### [RECORDS PROVIDED]
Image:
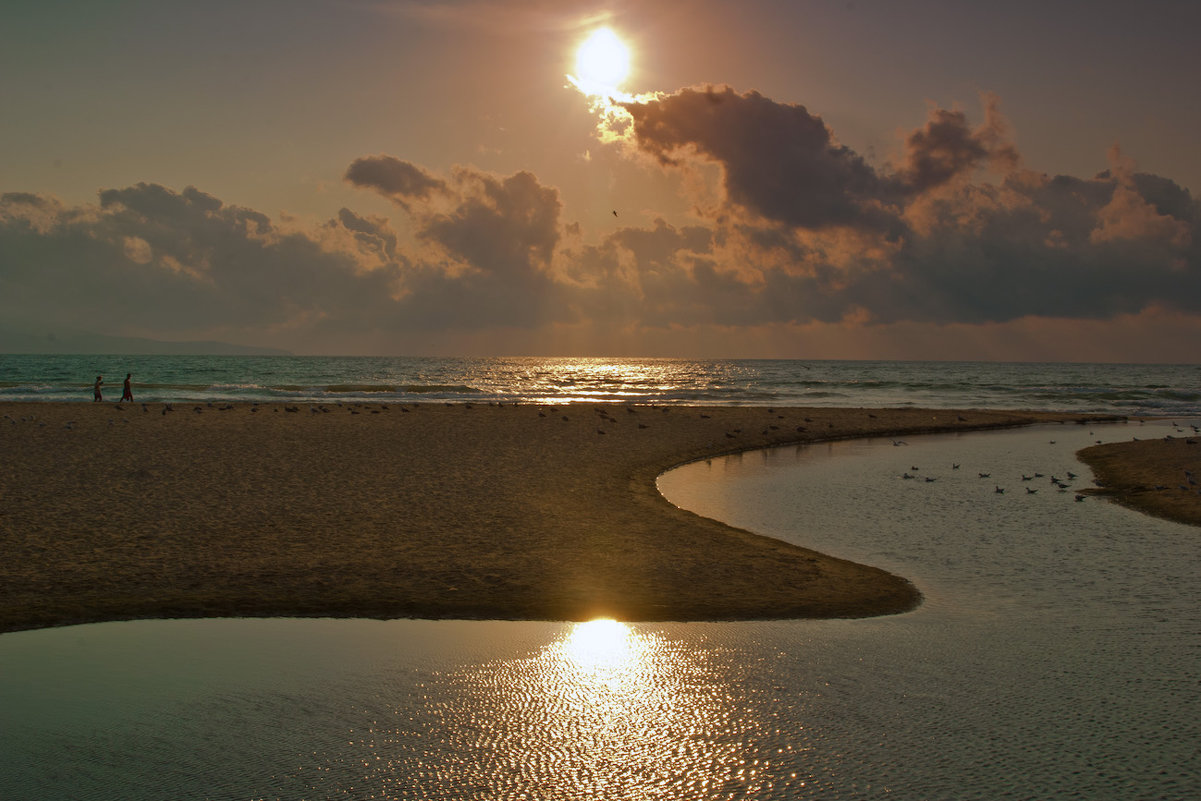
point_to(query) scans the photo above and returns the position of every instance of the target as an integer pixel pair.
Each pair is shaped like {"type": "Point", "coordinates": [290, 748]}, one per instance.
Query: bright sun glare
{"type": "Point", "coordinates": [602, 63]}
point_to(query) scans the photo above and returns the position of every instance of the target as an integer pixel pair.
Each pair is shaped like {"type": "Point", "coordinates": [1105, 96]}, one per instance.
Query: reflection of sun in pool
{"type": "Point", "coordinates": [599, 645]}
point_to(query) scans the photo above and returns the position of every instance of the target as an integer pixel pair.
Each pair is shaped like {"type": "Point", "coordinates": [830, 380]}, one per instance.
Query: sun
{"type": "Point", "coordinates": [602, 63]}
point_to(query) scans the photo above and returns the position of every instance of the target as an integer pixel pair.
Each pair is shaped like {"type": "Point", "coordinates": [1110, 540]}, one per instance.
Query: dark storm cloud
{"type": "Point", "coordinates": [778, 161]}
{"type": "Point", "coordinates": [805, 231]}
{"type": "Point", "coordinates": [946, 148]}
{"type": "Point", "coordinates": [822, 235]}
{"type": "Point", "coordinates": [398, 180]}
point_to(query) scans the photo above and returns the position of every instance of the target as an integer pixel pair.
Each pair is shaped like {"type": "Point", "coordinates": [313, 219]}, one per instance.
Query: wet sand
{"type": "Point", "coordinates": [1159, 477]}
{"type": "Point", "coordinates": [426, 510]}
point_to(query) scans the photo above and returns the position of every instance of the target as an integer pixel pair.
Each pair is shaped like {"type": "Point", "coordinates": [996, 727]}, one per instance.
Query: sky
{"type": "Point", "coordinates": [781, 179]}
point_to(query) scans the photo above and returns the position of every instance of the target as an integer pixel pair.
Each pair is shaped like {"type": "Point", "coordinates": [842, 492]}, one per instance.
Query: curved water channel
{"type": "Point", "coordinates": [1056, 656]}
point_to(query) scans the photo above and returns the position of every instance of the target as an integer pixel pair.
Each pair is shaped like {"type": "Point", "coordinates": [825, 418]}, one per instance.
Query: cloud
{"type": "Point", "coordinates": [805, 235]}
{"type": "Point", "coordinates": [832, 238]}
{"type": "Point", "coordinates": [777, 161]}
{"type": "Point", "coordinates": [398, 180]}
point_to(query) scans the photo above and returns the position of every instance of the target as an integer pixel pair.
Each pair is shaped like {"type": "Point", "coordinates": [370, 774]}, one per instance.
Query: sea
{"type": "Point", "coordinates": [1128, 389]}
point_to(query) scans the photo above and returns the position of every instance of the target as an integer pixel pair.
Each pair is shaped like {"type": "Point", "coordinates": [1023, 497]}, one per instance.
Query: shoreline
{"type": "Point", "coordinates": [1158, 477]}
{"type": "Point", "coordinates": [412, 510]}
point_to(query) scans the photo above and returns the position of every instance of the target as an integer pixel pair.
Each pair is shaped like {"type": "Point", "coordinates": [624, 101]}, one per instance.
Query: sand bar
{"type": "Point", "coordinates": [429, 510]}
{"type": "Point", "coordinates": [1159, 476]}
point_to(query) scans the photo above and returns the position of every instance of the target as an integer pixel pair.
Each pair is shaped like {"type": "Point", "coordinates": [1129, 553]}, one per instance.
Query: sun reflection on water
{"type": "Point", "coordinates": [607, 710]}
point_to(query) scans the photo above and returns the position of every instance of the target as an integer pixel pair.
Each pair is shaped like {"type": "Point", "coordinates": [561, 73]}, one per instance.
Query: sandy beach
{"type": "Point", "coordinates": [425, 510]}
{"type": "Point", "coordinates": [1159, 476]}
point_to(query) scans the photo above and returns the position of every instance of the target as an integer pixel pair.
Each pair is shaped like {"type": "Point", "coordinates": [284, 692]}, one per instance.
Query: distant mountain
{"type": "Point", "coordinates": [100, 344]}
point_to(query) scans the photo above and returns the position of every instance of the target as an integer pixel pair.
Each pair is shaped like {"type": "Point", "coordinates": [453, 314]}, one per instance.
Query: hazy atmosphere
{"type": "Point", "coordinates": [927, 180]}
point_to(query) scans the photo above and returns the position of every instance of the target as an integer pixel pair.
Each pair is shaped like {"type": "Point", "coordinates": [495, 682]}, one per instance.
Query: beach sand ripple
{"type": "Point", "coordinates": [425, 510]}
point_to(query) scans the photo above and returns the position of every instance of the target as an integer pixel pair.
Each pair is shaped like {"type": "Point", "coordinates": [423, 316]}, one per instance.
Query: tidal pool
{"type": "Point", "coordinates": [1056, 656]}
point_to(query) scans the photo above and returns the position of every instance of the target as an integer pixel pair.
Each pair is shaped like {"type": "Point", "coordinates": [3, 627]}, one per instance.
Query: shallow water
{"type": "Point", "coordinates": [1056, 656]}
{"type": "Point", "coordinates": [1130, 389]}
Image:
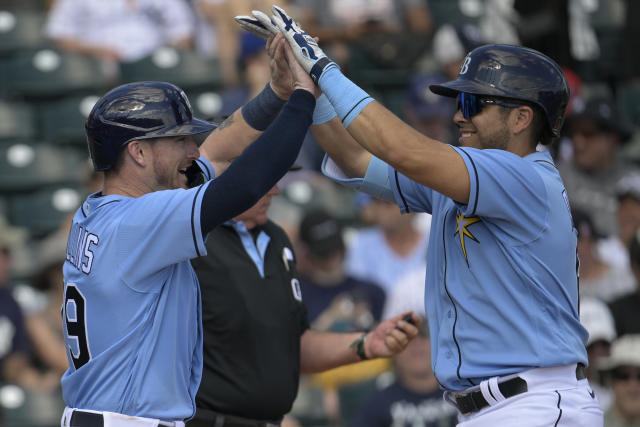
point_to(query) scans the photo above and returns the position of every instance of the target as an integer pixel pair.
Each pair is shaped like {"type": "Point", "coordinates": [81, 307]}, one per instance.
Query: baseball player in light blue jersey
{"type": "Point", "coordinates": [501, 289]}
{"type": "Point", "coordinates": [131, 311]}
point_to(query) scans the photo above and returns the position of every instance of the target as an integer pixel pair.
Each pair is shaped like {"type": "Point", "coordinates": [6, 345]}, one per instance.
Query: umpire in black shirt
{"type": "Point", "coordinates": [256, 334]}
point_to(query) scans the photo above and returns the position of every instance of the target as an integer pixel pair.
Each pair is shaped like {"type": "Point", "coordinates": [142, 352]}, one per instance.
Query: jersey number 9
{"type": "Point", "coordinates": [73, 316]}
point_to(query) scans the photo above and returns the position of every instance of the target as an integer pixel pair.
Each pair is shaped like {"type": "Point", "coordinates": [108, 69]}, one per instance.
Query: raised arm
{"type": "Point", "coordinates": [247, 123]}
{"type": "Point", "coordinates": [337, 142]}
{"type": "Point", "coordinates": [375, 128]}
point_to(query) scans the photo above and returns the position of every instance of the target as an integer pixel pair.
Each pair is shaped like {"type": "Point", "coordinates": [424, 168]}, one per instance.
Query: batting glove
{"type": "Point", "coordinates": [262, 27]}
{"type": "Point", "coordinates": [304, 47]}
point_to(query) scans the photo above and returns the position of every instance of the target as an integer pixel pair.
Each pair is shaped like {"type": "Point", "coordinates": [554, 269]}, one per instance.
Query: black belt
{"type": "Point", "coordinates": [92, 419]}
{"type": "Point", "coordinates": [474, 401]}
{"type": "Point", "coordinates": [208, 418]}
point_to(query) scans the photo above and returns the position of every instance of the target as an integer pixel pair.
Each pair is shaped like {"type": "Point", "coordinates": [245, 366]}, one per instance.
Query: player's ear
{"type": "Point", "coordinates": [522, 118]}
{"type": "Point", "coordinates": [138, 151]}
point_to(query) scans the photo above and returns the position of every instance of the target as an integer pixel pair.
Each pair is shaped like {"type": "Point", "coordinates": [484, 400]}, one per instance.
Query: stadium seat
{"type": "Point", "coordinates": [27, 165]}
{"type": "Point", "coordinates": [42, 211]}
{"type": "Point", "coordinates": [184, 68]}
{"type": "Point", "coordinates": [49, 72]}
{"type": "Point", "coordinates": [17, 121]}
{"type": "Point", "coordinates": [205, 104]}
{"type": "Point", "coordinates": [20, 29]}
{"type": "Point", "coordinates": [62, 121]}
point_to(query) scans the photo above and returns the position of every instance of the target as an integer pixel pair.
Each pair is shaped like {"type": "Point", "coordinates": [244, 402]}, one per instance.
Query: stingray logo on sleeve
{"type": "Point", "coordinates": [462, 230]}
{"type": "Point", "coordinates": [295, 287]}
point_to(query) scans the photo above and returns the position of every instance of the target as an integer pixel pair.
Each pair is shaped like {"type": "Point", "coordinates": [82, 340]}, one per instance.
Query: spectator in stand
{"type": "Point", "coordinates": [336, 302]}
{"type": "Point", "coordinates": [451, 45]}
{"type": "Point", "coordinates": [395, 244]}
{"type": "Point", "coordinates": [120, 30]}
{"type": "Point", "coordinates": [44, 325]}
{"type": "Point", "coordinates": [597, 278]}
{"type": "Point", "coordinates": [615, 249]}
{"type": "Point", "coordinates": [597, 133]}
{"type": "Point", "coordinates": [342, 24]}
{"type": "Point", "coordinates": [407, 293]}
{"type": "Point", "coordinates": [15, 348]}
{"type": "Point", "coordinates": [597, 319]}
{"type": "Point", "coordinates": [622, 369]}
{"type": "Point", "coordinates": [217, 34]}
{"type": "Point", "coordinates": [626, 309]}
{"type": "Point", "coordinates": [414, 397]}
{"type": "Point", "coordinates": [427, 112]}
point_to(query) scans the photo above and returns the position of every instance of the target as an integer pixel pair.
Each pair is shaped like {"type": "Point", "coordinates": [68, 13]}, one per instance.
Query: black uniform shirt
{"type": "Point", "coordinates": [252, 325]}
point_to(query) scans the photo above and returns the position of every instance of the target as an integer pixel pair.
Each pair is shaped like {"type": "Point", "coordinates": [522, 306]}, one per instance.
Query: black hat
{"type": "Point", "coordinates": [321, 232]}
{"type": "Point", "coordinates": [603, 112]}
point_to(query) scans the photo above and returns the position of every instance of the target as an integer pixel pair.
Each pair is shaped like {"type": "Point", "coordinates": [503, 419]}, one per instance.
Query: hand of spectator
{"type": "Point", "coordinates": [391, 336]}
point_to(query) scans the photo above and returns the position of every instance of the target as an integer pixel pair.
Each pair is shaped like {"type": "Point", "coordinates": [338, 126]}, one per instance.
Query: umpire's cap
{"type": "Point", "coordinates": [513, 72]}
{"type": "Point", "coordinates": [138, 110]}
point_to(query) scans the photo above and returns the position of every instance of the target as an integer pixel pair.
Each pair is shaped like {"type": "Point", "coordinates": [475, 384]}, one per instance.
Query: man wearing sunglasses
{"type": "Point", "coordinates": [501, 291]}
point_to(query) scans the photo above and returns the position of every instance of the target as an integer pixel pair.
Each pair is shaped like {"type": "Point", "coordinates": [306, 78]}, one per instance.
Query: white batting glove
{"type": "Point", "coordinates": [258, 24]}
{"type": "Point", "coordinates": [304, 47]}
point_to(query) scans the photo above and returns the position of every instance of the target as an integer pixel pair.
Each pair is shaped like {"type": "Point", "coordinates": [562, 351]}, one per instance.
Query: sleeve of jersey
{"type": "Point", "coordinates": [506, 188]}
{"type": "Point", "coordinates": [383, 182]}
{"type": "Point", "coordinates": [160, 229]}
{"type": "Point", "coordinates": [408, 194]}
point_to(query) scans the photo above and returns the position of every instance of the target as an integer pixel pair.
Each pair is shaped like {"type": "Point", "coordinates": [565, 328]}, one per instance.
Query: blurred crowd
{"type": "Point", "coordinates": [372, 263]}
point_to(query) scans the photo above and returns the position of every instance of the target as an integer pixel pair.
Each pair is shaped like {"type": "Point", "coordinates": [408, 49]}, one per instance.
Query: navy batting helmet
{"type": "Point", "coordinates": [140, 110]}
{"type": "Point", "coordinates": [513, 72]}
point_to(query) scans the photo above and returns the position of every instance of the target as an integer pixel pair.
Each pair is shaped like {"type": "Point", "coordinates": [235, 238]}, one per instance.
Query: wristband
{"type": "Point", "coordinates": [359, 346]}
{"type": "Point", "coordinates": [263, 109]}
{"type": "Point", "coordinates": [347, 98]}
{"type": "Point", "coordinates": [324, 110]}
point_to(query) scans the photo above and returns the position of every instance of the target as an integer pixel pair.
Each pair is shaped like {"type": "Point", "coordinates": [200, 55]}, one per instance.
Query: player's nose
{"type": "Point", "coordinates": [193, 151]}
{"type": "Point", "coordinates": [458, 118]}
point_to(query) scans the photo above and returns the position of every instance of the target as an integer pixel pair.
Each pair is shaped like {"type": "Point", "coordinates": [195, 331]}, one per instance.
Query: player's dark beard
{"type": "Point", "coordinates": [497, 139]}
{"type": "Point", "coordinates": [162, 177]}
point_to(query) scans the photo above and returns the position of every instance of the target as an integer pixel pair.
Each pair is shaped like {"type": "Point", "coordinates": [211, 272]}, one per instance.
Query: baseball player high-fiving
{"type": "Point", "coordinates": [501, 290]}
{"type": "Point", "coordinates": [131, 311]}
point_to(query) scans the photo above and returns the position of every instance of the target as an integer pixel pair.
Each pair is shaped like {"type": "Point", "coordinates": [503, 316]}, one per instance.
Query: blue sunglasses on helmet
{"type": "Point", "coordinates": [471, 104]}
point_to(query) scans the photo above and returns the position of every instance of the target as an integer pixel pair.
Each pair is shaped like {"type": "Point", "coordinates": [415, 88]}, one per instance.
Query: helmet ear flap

### [WORK REQUEST]
Begin with the line that contains "Query: baseball player high-fiving" and end with the last line of the data. Repeat those two lines and all between them exactly.

### [ANSWER FOR THIS EXERCISE]
Query: baseball player high-fiving
{"type": "Point", "coordinates": [501, 290]}
{"type": "Point", "coordinates": [131, 311]}
point_to(query) scans the photo above and returns the position of every instance of the target as an integer pixel pair.
Each pair is shaped like {"type": "Point", "coordinates": [503, 316]}, one per instance.
Query: blue sunglasses on helmet
{"type": "Point", "coordinates": [471, 104]}
point_to(query) scans the photo above and returns the position of every instance of the target as an integer pixel pair.
Each pair is shaped like {"type": "Point", "coordinates": [415, 88]}, one per instance.
Query: helmet ear flap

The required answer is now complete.